Convert every one of the rows below into a two-column CSV with the columns "prompt" and "answer," with each row's text and its answer in one quoted field apiece and line breaks replaced by spaces. Omit the pictures from your output.

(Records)
****************
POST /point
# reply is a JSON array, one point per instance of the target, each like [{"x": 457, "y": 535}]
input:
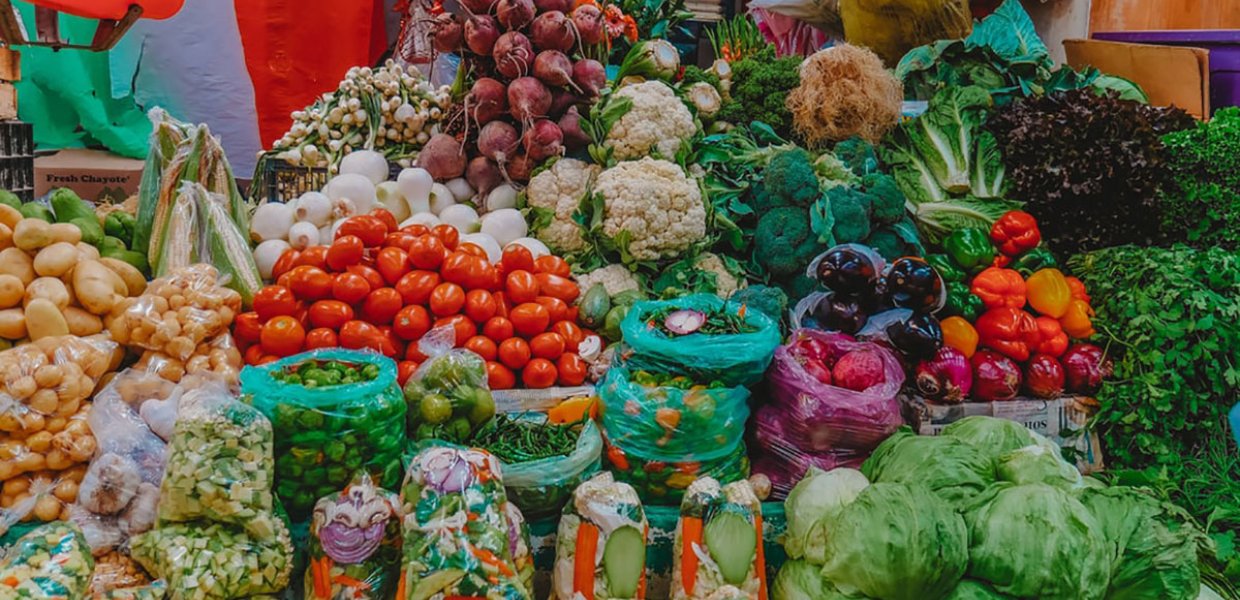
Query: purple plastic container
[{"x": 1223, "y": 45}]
****************
◆ **Answer**:
prompt,answer
"POST /point # reply is a JSON array, one point per instance of the target, each like [{""x"": 457, ""y"": 535}] input: Query: purple plastic container","[{""x"": 1223, ""y"": 45}]"